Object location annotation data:
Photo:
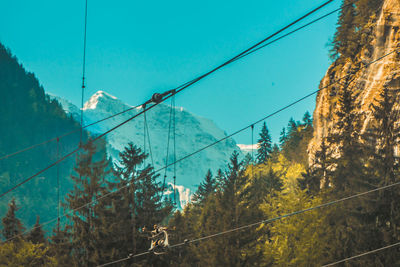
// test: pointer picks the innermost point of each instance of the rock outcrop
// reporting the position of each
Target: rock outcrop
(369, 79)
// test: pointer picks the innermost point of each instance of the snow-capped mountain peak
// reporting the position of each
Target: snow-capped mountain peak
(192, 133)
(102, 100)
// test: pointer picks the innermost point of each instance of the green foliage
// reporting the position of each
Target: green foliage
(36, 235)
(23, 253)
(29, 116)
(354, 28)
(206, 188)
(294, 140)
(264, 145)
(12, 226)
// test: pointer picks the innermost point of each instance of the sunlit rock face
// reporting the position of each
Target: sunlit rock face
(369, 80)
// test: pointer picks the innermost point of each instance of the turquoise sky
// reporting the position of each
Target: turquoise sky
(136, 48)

...

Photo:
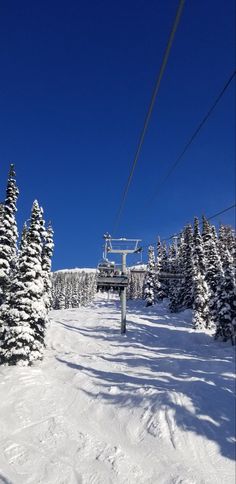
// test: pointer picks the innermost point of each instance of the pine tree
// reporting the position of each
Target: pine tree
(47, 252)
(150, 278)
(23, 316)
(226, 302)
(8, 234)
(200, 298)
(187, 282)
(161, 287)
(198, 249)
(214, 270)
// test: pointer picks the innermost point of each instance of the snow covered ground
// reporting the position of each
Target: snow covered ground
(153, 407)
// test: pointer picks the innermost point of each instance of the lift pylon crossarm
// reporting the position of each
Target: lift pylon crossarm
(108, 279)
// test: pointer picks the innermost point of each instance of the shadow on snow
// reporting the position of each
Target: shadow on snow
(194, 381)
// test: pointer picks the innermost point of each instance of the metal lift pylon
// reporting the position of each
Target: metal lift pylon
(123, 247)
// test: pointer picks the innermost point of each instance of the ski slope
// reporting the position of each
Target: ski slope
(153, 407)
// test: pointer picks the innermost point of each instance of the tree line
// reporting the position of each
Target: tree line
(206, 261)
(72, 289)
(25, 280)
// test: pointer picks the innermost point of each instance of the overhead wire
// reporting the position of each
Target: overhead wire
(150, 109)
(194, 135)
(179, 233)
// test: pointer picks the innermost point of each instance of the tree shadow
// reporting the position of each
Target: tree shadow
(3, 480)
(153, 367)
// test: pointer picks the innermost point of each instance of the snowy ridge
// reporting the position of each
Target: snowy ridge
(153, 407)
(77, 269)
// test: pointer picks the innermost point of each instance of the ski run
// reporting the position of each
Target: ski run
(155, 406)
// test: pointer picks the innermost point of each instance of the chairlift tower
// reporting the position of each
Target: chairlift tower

--

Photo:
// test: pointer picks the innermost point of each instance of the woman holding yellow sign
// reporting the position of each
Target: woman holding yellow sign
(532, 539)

▸ Written exercise
Copy the lines of the records above without changes. Start at the line that contains "the snowy ridge" and end at the line that contains "Target: chairlift tower", including both of those lines.

▸ Solution to this exercise
// test: pointer picks the innermost point of each instance of the snowy ridge
// reporting the position of each
Target: snowy ridge
(153, 407)
(77, 269)
// test: pointer picks the innermost point of each instance of the ski run
// reporting the position of each
Target: ski run
(155, 406)
// test: pointer picks the innermost point of each instance of the chairlift tower
// reporting the position of each
Target: chairlift tower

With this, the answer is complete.